What is being asked:
Lines before the one containing "In this exercise you will tag the palapa" are excluded. Repeat that line and every line after it, exactly.

Records shown:
****************************************
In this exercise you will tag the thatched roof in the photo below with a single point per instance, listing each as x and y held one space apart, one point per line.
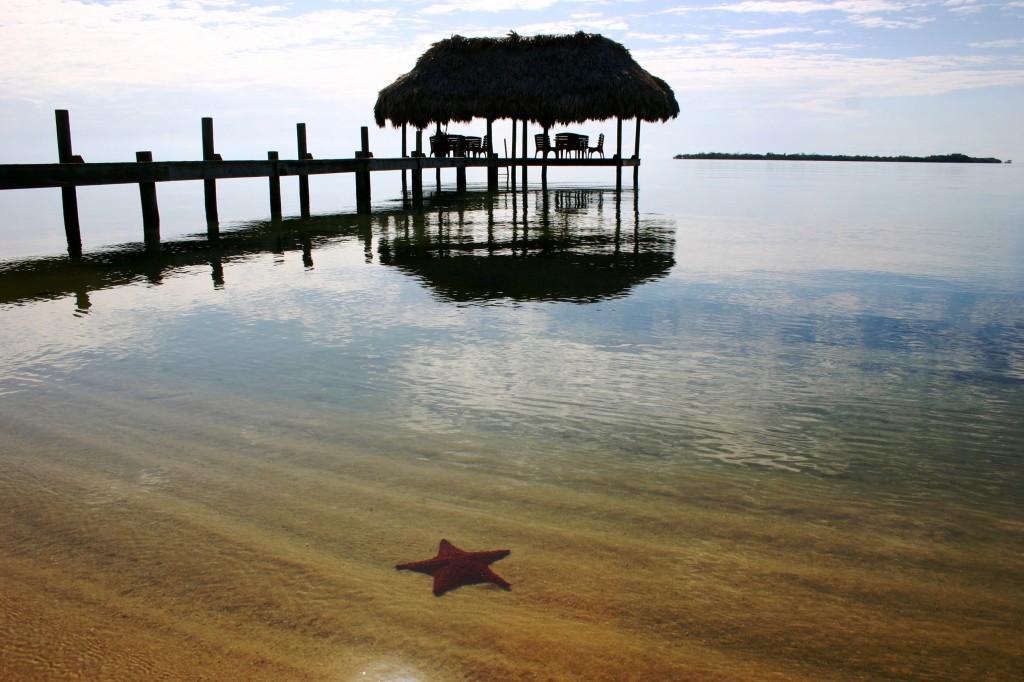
545 79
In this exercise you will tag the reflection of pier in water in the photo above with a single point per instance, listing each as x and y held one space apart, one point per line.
465 246
576 246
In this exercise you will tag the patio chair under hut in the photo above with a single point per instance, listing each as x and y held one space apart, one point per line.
547 80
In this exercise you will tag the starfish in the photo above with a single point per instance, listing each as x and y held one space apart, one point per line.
454 567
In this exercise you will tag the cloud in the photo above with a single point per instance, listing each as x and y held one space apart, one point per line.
799 7
998 44
759 33
709 76
195 46
466 6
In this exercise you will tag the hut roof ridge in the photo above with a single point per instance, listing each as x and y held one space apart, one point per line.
546 78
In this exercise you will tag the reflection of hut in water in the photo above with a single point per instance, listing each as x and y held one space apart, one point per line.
577 248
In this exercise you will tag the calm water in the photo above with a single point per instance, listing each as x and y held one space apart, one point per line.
753 421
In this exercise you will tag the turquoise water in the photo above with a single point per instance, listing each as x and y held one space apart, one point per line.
857 329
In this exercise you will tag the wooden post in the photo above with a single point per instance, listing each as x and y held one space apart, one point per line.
209 186
363 176
69 195
151 211
437 172
460 171
619 155
274 181
460 177
300 133
418 173
524 155
492 170
404 154
512 167
544 168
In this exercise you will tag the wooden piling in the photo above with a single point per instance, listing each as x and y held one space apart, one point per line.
300 132
404 154
492 170
69 195
636 155
209 185
524 155
418 173
619 154
544 168
274 181
147 197
363 177
512 167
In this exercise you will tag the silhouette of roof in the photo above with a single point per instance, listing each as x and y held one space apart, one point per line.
545 79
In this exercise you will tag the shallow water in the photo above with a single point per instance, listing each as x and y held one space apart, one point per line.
754 421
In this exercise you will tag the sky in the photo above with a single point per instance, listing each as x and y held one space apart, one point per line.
875 77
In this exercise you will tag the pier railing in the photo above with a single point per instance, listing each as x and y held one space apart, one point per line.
74 171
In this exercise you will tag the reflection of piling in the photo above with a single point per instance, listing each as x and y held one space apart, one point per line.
69 195
72 171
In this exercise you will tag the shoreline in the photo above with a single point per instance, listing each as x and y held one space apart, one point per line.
935 159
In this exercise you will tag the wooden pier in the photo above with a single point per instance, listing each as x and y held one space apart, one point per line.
73 171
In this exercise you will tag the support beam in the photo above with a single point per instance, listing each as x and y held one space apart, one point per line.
209 185
417 173
363 177
274 182
404 153
489 152
544 168
619 155
69 195
513 169
636 155
524 155
300 132
151 211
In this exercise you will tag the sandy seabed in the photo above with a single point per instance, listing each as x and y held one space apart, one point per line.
197 540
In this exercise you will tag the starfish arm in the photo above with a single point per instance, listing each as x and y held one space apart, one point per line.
487 557
425 566
465 572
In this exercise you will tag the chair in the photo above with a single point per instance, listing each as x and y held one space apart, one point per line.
438 145
474 146
581 145
543 143
563 143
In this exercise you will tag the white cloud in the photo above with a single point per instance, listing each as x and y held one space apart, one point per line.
759 33
195 46
465 6
799 7
1009 43
814 80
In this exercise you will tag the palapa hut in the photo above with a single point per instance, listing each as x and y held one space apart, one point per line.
545 79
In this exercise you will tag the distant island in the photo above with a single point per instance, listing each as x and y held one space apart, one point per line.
938 159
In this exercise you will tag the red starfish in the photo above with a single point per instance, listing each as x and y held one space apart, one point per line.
454 567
****************************************
Worked answer:
In this exercise you will tag the palapa hut in the photo above with a single point per instance, listing each as x and y held one space apart, one point per line.
545 79
In this exercise you will tag the distant island in the photo above with a single point per instance, listing each as x and y held one space apart, one point per line.
938 159
In this exercise you will tag the red starfish in the photo above with a single point per instance, listing each as x and y held one space apart, one point per line.
454 567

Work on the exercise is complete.